Entries from a pointing dataset

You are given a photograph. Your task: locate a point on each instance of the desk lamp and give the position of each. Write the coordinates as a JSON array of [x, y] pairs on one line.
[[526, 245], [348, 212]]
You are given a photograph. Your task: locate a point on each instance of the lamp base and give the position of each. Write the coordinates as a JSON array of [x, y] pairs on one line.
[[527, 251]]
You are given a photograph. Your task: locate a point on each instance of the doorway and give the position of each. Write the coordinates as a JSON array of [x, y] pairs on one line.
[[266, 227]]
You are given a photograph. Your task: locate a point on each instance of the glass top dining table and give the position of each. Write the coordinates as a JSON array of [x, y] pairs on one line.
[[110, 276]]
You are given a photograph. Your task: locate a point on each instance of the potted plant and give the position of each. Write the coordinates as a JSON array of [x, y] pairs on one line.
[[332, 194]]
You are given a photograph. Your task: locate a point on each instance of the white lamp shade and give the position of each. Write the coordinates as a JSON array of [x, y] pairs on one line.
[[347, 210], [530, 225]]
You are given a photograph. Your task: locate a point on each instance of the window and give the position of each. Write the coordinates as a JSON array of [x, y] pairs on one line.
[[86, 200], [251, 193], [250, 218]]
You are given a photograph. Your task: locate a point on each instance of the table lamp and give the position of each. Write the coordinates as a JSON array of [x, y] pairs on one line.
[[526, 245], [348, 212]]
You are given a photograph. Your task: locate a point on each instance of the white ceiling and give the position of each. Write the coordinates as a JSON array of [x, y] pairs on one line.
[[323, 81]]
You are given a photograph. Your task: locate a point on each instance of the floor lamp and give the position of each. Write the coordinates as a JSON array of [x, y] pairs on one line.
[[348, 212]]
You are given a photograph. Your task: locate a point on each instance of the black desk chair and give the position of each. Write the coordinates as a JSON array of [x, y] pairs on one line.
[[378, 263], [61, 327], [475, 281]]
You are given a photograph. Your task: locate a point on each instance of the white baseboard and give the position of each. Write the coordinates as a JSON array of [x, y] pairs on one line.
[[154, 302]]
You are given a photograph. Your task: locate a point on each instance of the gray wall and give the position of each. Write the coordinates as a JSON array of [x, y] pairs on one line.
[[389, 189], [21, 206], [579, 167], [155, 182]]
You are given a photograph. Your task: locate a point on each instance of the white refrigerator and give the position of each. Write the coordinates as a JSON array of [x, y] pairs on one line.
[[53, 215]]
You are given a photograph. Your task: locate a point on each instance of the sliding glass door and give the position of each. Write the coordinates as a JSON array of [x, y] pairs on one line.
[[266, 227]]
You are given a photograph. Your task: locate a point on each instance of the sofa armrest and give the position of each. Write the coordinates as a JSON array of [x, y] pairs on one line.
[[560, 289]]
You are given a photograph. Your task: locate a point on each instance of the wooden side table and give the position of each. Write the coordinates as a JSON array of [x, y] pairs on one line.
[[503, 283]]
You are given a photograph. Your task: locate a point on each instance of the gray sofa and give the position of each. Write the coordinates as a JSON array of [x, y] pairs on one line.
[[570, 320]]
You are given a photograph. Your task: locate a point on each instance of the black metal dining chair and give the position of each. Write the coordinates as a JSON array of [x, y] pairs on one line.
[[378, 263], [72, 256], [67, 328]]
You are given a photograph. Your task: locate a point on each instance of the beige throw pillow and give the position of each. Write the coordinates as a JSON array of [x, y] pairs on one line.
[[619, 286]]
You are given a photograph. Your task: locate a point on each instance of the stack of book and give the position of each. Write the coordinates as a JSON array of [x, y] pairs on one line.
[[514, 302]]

### Task details
Copy out again the lines of the material above, starting at the line containing "the gray wall" and ending at the line containing "[[378, 263], [72, 256], [67, 328]]", with both of those lines included.

### Answer to the task
You are given a photograph. Your task: locate a point on each instance of the gray wall and give the position of each. Write the coordinates as a JSON array of [x, y] pairs on one line.
[[389, 189], [21, 206], [579, 167], [155, 182]]
You are given a photograph. Your task: locate a point on each instance of the white refrigerator and give the position of each. Write the coordinates as a JSON array of [x, y] pairs on one line.
[[53, 215]]
You are given a photograph. Your task: locate a point on each instance of the sliding glass door and give the position of each. Write the coordinates as a JSON array of [x, y] pairs on one line.
[[266, 227]]
You are given a photograph. Your task: locate a point on each instance of the sofa armrest and give the position of each. Write the coordinates as a JSON array of [x, y] pairs on one line.
[[560, 289]]
You are given a photograph. Your task: locate a point on each instance of the wooden side table and give the position of each. Write the coordinates as a JSON array of [x, y] pairs on one line.
[[503, 283]]
You are given a photograph. Your task: locate a point on each instance of the gray sofa and give the position of each. Write the coordinates as a JSON array of [x, y] pairs on one line.
[[570, 320]]
You are given a photograph. Your task: locate a point on each instance of the black metal dining chair and give the position of each. Write the coordinates as a JSON array of [x, y] pairs on one line.
[[378, 263], [72, 256], [67, 328]]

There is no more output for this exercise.